Tareas -
a) Indique si cada una de las afirmaciones (i), (ii) y (iii) concuerda con el texto de lectura, y cite las palabras de este que lo determinan. (i) "Espacios en disolución" es de 1976. (ii) Hanni tradujo las Elegías de Duino, de Rilke. (iii) "Formas en el sueño figuran infinitos" es de 1985.
b) Según el texto de lectura, ¿en qué certamen fue premiado "Formas en el sueño figuran infinitos"?

La palabra poética de Hanni está también en lo que ella fue. Evasiva y curva en su discurso amoroso. De líneas ondulantes tan semejantes a Virginia Woolf.
Era la época, el tiempo de la guerrilla urbana y rural, de la salsa de Fania y de un joven Alí Primera. Todo era una misma pasión. Convivíamos, había espacio para todo y para todos. Existía un rito sacro, pulcro por la lectura de Rilke y de Marx. Convivían Mircea Elíade y Freud. Se daban la mano Mao y Carlos Castaneda, Ángel Rama, Nelson Osorio y Cornejo Polar actualizaban las teorías de Mariátegui. Se releía a Todas las sangres, de Arguedas.
Pero siempre la palabra poética era el centro, ella tendía puentes entre el estructuralismo y el materialismo dialéctico, entre el psicoanálisis junguiano y las nuevas propuestas de la lingüística generativa y transformacional de los adelantados de Chomsky.
El mundo era nuestro a través de la lectura y la poesía nos pertenecía en su noche. Esa de Hanni mientras furtivamente escapaba por las mañanas a la librería Lectura para adueñarse de nuevos títulos.
Su obra está ahí, ofrecida a todos. Desde su texto premiado en el Ramos Sucre, “Formas en el sueño figuran infinitos”, 1972. También “Espacios para decir lo mismo”, 1974; “Espacios en disolución”, 1976; “Hasta que llegue el día y huyan las sombras”, 1985; “El reino donde la noche se abre”, 1986; “Cielo, tu arco grande”, 1989; “Casa de agua y de sombras”, 1992; “El circo roto”, 1996. La exquisita traducción que realizó de las Elegías de Duino, de Rilke, es una recreación del universo poético de este compañero inseparable de Hanni.
Con ella ha partido al centro de la noche poética una voz tan cercana a la vida, una mirada azul de límpidos abrazos, un cuerpo lleno de ausencias compartidas y una misma lágrima. Tan cercana, tan amiga.

Datos proporcionados -
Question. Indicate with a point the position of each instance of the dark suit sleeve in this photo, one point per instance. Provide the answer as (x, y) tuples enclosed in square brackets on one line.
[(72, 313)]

Resultados -
a)
(i) Sí: "“Espacios en disolución”, 1976".
(ii) Sí: "La exquisita traducción que realizó de las Elegías de Duino, de Rilke".
(iii) No: "“Formas en el sueño figuran infinitos”, 1972".

b) En el Ramos Sucre.